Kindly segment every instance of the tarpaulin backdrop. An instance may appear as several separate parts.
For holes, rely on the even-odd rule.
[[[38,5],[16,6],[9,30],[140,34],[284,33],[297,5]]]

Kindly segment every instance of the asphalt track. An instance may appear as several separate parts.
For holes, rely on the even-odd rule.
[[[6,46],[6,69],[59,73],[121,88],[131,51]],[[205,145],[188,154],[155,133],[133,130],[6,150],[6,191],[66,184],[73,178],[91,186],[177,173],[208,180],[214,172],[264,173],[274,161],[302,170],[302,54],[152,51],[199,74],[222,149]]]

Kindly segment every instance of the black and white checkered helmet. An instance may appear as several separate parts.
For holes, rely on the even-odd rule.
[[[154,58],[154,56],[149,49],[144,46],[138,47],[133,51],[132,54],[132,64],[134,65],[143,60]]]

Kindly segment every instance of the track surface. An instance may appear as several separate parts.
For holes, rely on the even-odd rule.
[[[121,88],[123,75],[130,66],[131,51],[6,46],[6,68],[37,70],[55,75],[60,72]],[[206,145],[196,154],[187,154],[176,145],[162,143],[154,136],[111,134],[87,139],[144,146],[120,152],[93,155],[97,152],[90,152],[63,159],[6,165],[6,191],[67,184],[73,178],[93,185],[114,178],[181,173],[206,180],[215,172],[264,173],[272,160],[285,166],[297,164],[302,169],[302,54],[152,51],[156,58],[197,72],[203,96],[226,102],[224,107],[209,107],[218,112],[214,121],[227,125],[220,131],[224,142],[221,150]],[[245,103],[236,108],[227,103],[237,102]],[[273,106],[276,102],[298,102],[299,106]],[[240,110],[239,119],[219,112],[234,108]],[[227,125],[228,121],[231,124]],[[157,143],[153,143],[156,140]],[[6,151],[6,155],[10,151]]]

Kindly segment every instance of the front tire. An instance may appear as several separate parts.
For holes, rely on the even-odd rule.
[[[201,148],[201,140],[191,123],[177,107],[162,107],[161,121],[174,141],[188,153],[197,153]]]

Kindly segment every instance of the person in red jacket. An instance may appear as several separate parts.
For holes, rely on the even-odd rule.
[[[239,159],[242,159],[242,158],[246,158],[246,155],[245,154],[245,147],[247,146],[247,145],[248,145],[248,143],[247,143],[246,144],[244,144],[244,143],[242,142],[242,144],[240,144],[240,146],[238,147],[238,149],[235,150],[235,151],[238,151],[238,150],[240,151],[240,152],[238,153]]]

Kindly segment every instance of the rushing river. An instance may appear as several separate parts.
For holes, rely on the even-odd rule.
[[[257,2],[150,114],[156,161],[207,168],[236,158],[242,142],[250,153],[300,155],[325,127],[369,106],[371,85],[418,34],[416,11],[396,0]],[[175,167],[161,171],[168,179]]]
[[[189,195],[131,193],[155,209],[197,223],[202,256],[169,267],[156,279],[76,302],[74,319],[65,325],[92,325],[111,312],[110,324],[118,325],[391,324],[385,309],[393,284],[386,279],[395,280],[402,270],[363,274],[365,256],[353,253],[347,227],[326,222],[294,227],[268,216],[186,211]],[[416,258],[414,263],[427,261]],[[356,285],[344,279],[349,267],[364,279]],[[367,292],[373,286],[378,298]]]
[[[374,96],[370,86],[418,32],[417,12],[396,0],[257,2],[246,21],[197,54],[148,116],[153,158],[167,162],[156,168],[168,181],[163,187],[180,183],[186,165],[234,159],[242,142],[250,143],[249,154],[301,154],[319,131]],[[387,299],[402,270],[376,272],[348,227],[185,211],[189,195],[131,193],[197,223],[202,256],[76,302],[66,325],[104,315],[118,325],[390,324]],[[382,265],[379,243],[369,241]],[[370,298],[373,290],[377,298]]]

= STATED PROBLEM =
Rewrite the records from the line with "Kindly segment every instance of the person" through the end of the records, keeping every line. Shift each polygon coordinate in the answers by adding 111, and leave all other text unchanged.

= RESULT FOR THIS EXERCISE =
Kindly segment every instance of the person in red jacket. An instance may appear as several separate parts.
For holes, rely on the even-odd rule.
[[[350,270],[353,270],[353,269],[357,269],[357,266],[356,265],[356,258],[358,257],[358,256],[359,256],[359,254],[358,254],[357,255],[355,255],[355,254],[353,253],[353,255],[351,255],[351,257],[349,258],[349,260],[346,261],[346,262],[349,262],[349,261],[351,262],[351,263],[349,264]]]

Kindly segment every instance of the rushing river. An instance may appear as several separate parts.
For holes, rely on the even-odd rule.
[[[368,113],[261,225],[267,272],[318,279],[347,269],[353,253],[361,264],[411,266],[436,238],[480,217],[482,196],[529,145],[527,122],[507,111]],[[286,278],[272,282],[279,290]]]
[[[300,306],[242,304],[266,320],[308,334],[313,367],[280,378],[267,390],[187,413],[185,430],[176,436],[203,436],[222,423],[221,435],[229,436],[502,435],[496,420],[504,395],[497,390],[506,391],[513,381],[474,385],[476,367],[464,364],[458,338],[437,333],[405,338],[379,327],[297,322]],[[527,369],[525,374],[538,372]],[[467,396],[455,390],[460,378],[475,390]],[[478,403],[484,397],[489,409]]]
[[[485,207],[481,197],[529,143],[528,123],[507,111],[368,113],[357,132],[308,165],[259,227],[264,269],[278,273],[267,279],[279,292],[274,298],[291,294],[297,276],[345,270],[353,253],[361,254],[360,265],[412,265],[430,242]],[[498,410],[513,381],[487,383],[459,338],[296,322],[300,306],[242,304],[308,334],[313,367],[187,413],[177,436],[215,426],[229,436],[501,435]],[[493,376],[490,354],[480,352]],[[481,409],[484,401],[488,409]]]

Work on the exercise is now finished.